►
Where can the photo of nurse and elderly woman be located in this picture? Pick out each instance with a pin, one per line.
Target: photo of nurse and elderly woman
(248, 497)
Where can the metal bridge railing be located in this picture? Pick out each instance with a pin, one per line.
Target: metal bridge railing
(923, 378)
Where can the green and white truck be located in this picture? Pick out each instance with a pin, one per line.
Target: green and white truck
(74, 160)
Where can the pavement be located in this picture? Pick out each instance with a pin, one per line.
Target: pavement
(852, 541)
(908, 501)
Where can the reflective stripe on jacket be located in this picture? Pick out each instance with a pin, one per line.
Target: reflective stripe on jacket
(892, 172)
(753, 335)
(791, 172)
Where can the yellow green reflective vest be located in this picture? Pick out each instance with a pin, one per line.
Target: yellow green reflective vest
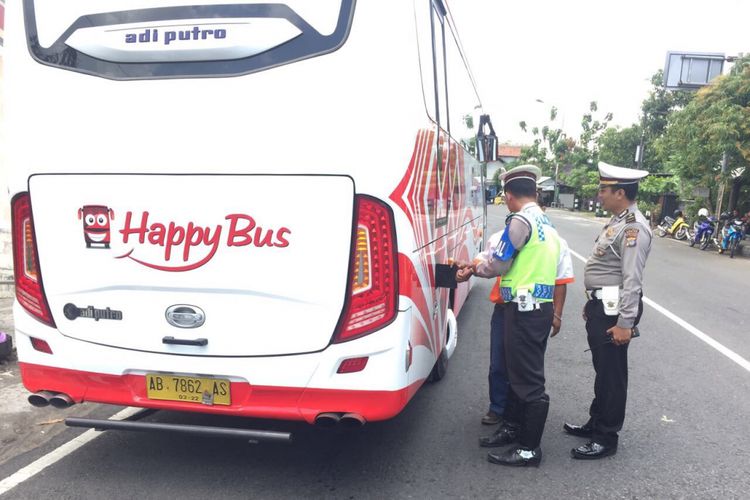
(535, 266)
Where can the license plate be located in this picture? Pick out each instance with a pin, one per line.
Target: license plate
(207, 391)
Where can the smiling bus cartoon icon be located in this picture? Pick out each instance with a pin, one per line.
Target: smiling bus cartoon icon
(96, 228)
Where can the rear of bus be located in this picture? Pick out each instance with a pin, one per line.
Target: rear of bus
(209, 208)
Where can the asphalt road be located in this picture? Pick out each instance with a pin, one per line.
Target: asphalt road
(685, 436)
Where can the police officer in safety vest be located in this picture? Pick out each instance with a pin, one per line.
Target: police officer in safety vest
(613, 278)
(531, 248)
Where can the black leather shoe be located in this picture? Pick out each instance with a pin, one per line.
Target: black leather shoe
(584, 430)
(491, 418)
(592, 451)
(517, 457)
(504, 435)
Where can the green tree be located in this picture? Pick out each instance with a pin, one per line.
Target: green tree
(617, 146)
(574, 157)
(655, 115)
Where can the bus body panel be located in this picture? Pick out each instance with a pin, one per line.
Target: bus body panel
(357, 120)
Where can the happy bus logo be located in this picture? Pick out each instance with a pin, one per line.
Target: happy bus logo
(96, 225)
(175, 246)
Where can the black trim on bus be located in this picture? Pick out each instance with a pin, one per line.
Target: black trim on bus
(308, 44)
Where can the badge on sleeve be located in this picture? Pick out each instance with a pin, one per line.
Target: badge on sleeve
(631, 236)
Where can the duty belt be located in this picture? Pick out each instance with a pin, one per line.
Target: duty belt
(534, 304)
(596, 293)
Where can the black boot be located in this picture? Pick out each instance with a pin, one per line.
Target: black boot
(506, 434)
(528, 452)
(585, 430)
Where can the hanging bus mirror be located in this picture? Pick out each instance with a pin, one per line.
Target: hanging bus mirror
(486, 140)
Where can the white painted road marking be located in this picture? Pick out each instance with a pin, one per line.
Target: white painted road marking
(690, 328)
(57, 454)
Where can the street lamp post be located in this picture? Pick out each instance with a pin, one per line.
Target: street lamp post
(556, 194)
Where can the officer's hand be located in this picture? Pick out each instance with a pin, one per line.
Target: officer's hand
(464, 273)
(620, 336)
(556, 324)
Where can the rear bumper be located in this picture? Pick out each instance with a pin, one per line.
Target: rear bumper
(295, 387)
(287, 403)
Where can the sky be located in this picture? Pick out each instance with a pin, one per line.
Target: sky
(569, 53)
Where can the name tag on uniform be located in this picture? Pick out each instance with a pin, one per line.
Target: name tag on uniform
(611, 300)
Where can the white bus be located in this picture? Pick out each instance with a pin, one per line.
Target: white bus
(238, 208)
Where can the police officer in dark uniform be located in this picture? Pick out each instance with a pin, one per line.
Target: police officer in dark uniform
(527, 258)
(613, 278)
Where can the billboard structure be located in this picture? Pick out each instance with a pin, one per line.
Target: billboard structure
(691, 70)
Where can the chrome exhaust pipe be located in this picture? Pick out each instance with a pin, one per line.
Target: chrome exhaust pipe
(327, 419)
(352, 420)
(61, 401)
(40, 399)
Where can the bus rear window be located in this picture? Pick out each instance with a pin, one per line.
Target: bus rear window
(165, 41)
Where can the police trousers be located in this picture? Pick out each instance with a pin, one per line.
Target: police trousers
(607, 411)
(526, 335)
(498, 375)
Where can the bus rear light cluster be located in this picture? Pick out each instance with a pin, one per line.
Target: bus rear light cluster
(372, 293)
(29, 290)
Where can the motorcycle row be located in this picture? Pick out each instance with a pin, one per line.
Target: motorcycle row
(731, 229)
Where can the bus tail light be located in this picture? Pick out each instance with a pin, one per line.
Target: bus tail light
(372, 293)
(29, 290)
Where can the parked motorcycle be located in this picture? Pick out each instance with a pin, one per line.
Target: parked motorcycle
(703, 232)
(676, 227)
(731, 236)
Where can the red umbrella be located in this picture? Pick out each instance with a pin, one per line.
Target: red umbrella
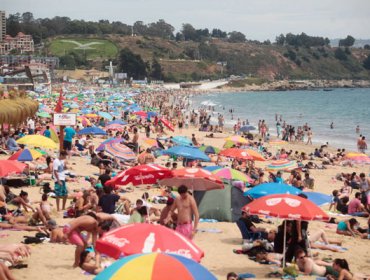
(197, 179)
(140, 174)
(141, 114)
(10, 166)
(168, 124)
(236, 153)
(146, 238)
(286, 206)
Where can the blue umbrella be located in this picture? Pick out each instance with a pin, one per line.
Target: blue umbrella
(186, 152)
(92, 130)
(182, 140)
(271, 188)
(318, 198)
(212, 168)
(117, 122)
(247, 128)
(105, 115)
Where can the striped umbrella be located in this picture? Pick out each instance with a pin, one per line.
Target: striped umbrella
(155, 266)
(357, 158)
(282, 164)
(120, 151)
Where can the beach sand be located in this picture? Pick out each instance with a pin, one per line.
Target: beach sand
(54, 261)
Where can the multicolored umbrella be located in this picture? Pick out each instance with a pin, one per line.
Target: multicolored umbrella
(286, 206)
(197, 179)
(237, 139)
(359, 158)
(209, 149)
(271, 188)
(236, 153)
(282, 164)
(141, 174)
(146, 238)
(25, 155)
(155, 266)
(38, 141)
(232, 174)
(167, 124)
(120, 151)
(187, 152)
(92, 130)
(10, 166)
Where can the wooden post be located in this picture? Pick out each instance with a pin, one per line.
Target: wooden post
(61, 137)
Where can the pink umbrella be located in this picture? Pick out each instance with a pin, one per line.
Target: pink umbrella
(147, 238)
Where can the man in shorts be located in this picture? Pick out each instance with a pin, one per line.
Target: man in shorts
(60, 188)
(186, 208)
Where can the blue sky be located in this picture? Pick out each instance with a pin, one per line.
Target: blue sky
(257, 19)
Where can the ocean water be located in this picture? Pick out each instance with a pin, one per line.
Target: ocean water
(346, 108)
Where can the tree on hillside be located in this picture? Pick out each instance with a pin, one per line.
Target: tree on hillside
(236, 37)
(347, 42)
(132, 64)
(366, 63)
(156, 72)
(340, 54)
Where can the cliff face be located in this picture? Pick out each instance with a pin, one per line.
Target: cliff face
(187, 60)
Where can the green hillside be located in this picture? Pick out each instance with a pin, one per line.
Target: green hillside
(191, 61)
(91, 48)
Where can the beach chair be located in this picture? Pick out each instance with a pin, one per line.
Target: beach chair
(246, 234)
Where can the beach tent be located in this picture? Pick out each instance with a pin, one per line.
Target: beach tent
(222, 205)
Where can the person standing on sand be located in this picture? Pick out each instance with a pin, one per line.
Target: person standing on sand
(60, 188)
(309, 136)
(186, 208)
(88, 223)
◄
Required work >> Retype all entries above verbatim; no pictures belong in the copy.

Task answer >>
Where can the photo of nurse and elderly woman be located in this picture? Pick out each instance with a pin, one per line.
Target: photo of nurse and elderly woman
(248, 497)
Where can the metal bridge railing be located in this picture? Pick out each instance with a pin, one per line.
Target: metal bridge railing
(923, 378)
Where can the green and white truck be located in this picture? Pick out each instance with a pin, one per line.
Target: green and white truck
(74, 160)
Where can the pavement be located in this picture? Pick out each instance with a pin, one per line.
Target: pavement
(852, 541)
(908, 501)
Where can the reflective stripe on jacket be located in this picture? Pick out each instance with a pin, one per line.
Target: reflective stripe on jacket
(892, 172)
(753, 335)
(791, 172)
Where can the yellow green reflective vest be located in this picture? Pick out each instance with a pin, one per line.
Target: yellow green reflective vest
(535, 266)
Where can the license plate be located in this picture? Pick out each instance with a pin, one per line.
Target: license plate
(207, 391)
Where can the smiling bus cartoon icon be located in this picture? Pick out each instance with a pin, one per line.
Target: smiling bus cartoon icon
(96, 228)
Where can the rear of bus be located in this picture? Pick out each instance with a pin, one per line.
Target: rear of bus
(209, 208)
Where can the asphalt road be located in this picture? Pick out each instance with a pin, one per line.
Target: asphalt road
(685, 436)
Where can the police officer in safety vest be located in this picture? Pick out each instance with a pin, one per line.
Target: police officer in safety vest
(613, 278)
(531, 248)
Where can the black leather shoe be located in this picture? Pick out each instance with a pin, one per line.
Target: black leather shoe
(584, 430)
(491, 418)
(592, 451)
(517, 457)
(504, 435)
Where can the green tree be located in this picture? Pick out each instance with a pin, one per line.
Target: green tree
(617, 146)
(574, 157)
(655, 115)
Where can the bus body panel be located in this picture? Pick out each instance with a pin, one per line.
Target: bus body panel
(357, 120)
Where can the happy bus logo be located in this picture? Pick out each instance with a pin, one per line.
Target: happy bus logo
(96, 225)
(175, 246)
Where can the black trim on bus be located in this picture? Pick out each instance with a pin, one per line.
Target: black trim on bus
(308, 44)
Where can the badge on sleeve be located in this picture? Pick out each instance with a pin, one per line.
Target: badge on sleeve
(631, 236)
Where can the duty belt be located in this picture? Pick out each instance with a pin, one per line.
Target: duty belt
(534, 304)
(596, 293)
Where can the black boot be located in this picture? Pick out each instance with a pin, one per line.
Target: black boot
(506, 434)
(528, 452)
(585, 430)
Where can the hanging bus mirror be located in this picture? Pick out each instance with a pin, one per line.
Target: hanging bus mirror
(486, 140)
Where can the white painted road marking be located in this picture? Pick out each instance with a pin, one per line.
Target: white painted road marking
(690, 328)
(57, 454)
Where can the street lamp post be located in this picture? Pick out each instance with a pin, one per line.
Target: street lamp post
(556, 194)
Where can the officer's hand be located in this picture? Pick out each instance with a pin, one per line.
Target: officer's hand
(464, 273)
(620, 336)
(556, 324)
Where can the rear bumper be located in this picture? Pick out each instance with a pin, one per line.
Target: rear bumper
(295, 387)
(287, 403)
Where can the sky be located in this picture? Pick out each instance with a pin, one per line.
Target: sky
(569, 53)
Where can the name tag on uniform be located in this picture? Pick out each instance with a pin, one per line.
Target: name tag on uniform
(611, 300)
Where can the white bus be located in this picture? Pick out each instance with a pin, one per line.
Target: white bus
(238, 208)
Where can the police officer in dark uniform be located in this picture? Pick out each instance with a pin, one per line.
Target: police officer in dark uniform
(527, 258)
(613, 278)
Where can the billboard structure be located in this picture? Pick out each instance with a pin, one per line.
Target: billboard structure
(691, 70)
Where can the chrome exhaust pipe be located in this picture? Pick out each instance with a pin, one per line.
Target: chrome exhaust pipe
(327, 419)
(352, 420)
(61, 401)
(40, 399)
Where can the bus rear window be located in this picture? Pick out each instance with a pin, one per line.
Target: bus rear window
(165, 41)
Where can the police trousers be located in this picture? Pick out each instance with a pin, one per line.
Target: police trousers
(607, 411)
(526, 335)
(498, 375)
Where can the bus rear light cluster be located in this picture? Pick out each instance with a pin, one per line.
Target: bus rear light cluster
(372, 293)
(29, 290)
Where can the motorcycle row be located in this picture? Pick out each instance with a pin, one per line.
Target: motorcycle row
(731, 229)
Where can the bus tail light be located in this picture? Pick out each instance with a pin, one per line.
Target: bus tail light
(372, 293)
(29, 290)
Where can the parked motorcycle be located in this picture? Pick out each instance with a pin, one per line.
Target: parked motorcycle
(703, 232)
(676, 227)
(731, 236)
Where can the red umbrella be located in this picture? Pick out each instance with a pin, one per line.
Target: red umbrella
(197, 179)
(140, 174)
(141, 114)
(10, 166)
(168, 124)
(236, 153)
(146, 238)
(286, 206)
Where can the blue umbrella be located in this picture? Pick out each instance with a pin, one per line.
Target: blue umbrella
(186, 152)
(92, 130)
(182, 140)
(271, 188)
(318, 198)
(212, 168)
(117, 122)
(247, 128)
(105, 115)
Where can the striped umbrella be located in this picture? Pick out each instance with a pin, one per line.
Target: striped umbrella
(155, 266)
(357, 158)
(282, 164)
(120, 151)
Where can the beach sand be located in this picture? Pick out each instance with a pin, one per line.
Target: beach sand
(54, 261)
Where can the multicolored umbrella be located in this picture? Pick out each instance with a pin, one per line.
Target: multicolored umbrella
(286, 206)
(197, 179)
(237, 139)
(359, 158)
(209, 149)
(271, 188)
(236, 153)
(282, 164)
(141, 174)
(146, 238)
(25, 155)
(155, 266)
(38, 141)
(232, 174)
(167, 124)
(120, 151)
(187, 152)
(92, 130)
(10, 166)
Where can the wooden post be located in this picture? Pick out each instance with a pin, one per line.
Target: wooden post
(61, 137)
Where can the pink umbrella be located in this picture? Pick out each instance with a pin, one per line.
Target: pink umbrella
(147, 238)
Where can the man in shorts be located in this picture? Pick out each instance with a pin, one per line.
Target: man in shorts
(60, 188)
(186, 208)
Where can the blue sky be located in this picture? Pick out each instance with a pin, one per line.
Target: blue sky
(257, 19)
Where can the ocean water be located in this picture? Pick out each instance with a pin, one per line.
Target: ocean water
(346, 108)
Where can the tree on hillside be located in this picture? Pick out each instance with a pin, one per line.
Target: tree on hillside
(236, 37)
(347, 42)
(132, 64)
(366, 63)
(156, 72)
(340, 54)
Where can the cliff face be located in this picture? Pick out each instance with a pin, one per line.
Target: cliff face
(187, 60)
Where can the green hillside be located in this picture? Pick out each instance with a pin, one per line.
Target: green hillside
(191, 61)
(91, 48)
Where can the beach chair be located in this picture? Pick out each instance with a pin, one per line.
Target: beach chair
(246, 234)
Where can the beach tent be located in this picture? Pick out each instance with a pin, one per line.
Target: beach tent
(222, 205)
Where can the person standing on sand be located in this picture? Pick out each instance with a pin, one per line.
Target: person standing on sand
(60, 188)
(309, 136)
(186, 208)
(88, 223)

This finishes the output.